In High school, I won multiple debating competitions, mock trials and public speaking competitions where I was consistently commended in the section where you were only given five minutes to prepare. Now, I can’t offer a thought without quoting an academic and undoing everything I said. I don’t think I will ever have the opinion I am supposed to.
…
Some psychologists purport that BPD does not exist. Many psychologists believe people with BPD are untreatable. Many psychologists refuse to treat them. Having a diagnosis attached to your name can stop you from getting jobs and inspire stronger restraints during hospital stays. Feminist scholars have started to declare BPD the new hysteria, just another propaganda promoted by medical professionals to institutionalise women who disrupt the bourgeoisie's comforts. Trendy contemporary psychologists believe BPD is often misdiagnosed in women in place of Autism. They believe that women who are placed on the spectrum later in life face so much trauma from being denied necessary social and schooling supports that symptoms can present like BPD including an unstable sense of self, depression, suicidal ideation etc. but are actually the consequences of the burnout patients face following masking for such an extended period of time, just trying to survive.

_To do_.
A) According to the passage, what have feminist scholars started to declare BPD to be?
B) Reproduce the portion of the passage starting with "In High school, I" and going on through "am supposed to.".
The records placed after this point are not required for the work here.

_Entries shown_.
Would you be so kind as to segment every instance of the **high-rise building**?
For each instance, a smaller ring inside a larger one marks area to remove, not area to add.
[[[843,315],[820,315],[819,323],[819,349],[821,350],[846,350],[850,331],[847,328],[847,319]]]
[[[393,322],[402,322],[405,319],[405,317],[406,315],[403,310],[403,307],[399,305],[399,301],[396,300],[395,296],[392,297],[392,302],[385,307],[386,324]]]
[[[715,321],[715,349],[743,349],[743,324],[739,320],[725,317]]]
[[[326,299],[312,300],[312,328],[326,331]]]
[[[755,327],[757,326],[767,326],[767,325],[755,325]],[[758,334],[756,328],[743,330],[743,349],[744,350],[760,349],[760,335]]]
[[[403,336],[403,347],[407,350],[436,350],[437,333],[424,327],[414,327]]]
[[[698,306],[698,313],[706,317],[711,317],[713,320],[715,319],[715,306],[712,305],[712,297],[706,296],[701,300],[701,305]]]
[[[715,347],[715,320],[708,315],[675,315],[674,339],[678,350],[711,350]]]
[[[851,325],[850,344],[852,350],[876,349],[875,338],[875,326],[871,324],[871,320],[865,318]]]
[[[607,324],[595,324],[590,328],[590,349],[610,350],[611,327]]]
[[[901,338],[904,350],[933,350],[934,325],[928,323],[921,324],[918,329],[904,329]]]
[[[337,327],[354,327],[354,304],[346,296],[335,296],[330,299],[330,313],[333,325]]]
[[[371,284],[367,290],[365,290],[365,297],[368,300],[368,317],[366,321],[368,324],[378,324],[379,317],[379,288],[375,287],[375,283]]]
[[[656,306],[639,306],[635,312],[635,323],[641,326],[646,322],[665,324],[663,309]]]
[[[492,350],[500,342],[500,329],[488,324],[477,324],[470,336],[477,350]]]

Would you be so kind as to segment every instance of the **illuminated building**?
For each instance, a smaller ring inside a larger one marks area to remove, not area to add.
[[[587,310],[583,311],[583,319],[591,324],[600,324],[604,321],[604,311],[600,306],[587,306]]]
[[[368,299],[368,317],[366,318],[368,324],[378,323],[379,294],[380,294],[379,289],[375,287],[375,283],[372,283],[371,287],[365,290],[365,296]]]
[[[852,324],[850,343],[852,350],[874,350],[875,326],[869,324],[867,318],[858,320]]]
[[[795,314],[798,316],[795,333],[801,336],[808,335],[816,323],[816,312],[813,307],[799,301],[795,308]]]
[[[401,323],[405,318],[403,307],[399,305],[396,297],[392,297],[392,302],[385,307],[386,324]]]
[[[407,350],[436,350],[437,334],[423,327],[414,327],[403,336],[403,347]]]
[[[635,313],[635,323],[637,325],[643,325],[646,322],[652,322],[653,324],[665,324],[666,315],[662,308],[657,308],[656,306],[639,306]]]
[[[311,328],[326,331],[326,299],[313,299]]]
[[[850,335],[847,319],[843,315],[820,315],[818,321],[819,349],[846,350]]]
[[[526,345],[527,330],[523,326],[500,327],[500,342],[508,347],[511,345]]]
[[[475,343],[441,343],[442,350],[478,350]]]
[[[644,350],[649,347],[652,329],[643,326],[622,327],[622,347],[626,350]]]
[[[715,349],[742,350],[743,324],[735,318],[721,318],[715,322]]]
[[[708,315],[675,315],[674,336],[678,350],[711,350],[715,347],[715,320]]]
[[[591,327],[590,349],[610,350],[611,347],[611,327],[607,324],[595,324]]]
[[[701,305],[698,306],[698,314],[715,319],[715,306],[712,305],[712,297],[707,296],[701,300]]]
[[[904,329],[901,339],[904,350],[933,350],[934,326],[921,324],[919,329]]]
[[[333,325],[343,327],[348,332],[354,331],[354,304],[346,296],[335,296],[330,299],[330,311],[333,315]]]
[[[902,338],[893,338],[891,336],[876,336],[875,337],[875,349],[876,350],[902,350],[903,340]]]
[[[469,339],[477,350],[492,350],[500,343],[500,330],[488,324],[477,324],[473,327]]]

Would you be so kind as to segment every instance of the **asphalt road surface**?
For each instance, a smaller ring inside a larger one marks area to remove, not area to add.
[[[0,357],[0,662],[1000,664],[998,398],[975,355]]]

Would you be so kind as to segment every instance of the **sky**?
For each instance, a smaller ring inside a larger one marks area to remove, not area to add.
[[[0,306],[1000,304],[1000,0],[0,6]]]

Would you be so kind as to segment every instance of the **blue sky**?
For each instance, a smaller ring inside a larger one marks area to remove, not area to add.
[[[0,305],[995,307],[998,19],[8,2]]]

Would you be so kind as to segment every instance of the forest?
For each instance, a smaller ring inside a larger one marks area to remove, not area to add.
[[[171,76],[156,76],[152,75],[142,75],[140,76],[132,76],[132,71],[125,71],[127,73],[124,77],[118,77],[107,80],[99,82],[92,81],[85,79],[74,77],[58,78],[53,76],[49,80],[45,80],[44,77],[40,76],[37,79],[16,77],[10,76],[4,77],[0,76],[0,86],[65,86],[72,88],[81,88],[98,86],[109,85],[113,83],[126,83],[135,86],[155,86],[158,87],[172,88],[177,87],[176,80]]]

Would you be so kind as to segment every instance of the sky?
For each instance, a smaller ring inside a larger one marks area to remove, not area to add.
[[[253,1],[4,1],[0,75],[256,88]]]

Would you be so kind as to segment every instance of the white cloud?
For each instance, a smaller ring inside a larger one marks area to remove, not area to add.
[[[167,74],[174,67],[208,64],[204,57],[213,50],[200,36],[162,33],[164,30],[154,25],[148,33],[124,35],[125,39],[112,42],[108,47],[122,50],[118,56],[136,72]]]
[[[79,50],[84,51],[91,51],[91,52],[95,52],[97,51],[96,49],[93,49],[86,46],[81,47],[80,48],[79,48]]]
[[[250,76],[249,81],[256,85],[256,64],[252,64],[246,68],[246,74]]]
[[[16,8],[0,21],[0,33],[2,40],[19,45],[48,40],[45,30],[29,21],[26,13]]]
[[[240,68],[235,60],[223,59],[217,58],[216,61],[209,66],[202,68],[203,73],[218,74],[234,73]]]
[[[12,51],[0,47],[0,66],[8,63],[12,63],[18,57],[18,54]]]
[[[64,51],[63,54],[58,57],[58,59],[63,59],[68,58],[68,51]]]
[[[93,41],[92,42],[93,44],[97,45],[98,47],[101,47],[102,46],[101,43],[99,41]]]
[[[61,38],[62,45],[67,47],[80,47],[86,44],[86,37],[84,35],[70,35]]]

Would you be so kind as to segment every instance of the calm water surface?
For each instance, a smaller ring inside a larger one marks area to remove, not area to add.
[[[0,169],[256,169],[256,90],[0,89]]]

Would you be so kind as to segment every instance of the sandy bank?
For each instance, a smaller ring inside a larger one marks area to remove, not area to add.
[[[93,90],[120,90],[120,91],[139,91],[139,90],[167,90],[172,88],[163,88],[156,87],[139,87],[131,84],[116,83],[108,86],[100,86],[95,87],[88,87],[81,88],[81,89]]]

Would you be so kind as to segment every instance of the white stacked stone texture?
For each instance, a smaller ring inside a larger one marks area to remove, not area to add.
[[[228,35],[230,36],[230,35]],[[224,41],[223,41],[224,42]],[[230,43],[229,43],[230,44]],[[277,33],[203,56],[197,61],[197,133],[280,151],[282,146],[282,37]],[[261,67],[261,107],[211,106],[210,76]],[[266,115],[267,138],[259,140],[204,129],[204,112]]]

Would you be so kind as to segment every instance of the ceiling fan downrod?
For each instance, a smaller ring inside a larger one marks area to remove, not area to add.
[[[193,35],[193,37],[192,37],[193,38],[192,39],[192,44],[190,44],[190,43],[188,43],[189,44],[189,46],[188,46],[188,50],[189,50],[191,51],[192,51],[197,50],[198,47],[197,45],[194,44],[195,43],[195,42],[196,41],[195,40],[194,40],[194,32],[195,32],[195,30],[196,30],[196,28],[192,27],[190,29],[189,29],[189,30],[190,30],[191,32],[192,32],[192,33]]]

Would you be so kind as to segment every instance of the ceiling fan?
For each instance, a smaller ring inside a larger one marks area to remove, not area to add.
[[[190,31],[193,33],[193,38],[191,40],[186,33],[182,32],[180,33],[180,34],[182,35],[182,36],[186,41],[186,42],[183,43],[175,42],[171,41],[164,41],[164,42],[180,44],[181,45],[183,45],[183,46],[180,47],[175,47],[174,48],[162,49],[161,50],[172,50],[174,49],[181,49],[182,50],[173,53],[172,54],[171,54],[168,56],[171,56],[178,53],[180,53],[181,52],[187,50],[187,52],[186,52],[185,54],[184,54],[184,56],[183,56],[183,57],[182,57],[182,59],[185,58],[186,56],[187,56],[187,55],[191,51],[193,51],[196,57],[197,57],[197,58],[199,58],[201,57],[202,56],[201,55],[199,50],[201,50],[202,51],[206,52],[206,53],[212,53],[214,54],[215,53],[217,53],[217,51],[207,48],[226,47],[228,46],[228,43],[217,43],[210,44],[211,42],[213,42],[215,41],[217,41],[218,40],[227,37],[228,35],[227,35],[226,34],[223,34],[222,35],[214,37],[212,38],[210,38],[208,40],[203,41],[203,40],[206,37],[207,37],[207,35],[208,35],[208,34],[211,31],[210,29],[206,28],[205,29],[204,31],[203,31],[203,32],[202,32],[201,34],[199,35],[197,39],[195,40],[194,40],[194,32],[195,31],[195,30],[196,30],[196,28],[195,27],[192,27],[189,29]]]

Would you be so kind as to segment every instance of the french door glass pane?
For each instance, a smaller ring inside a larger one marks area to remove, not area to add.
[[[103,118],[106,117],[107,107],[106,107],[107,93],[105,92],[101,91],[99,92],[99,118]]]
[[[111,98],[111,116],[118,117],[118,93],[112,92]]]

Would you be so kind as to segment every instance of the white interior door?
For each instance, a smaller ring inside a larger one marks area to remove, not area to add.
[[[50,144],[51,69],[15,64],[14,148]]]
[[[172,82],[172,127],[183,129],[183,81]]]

_Answers by item_.
A) The new hysteria.

B)
In High school, I won multiple debating competitions, mock trials and public speaking competitions where I was consistently commended in the section where you were only given five minutes to prepare. Now, I can’t offer a thought without quoting an academic and undoing everything I said. I don’t think I will ever have the opinion I am supposed to.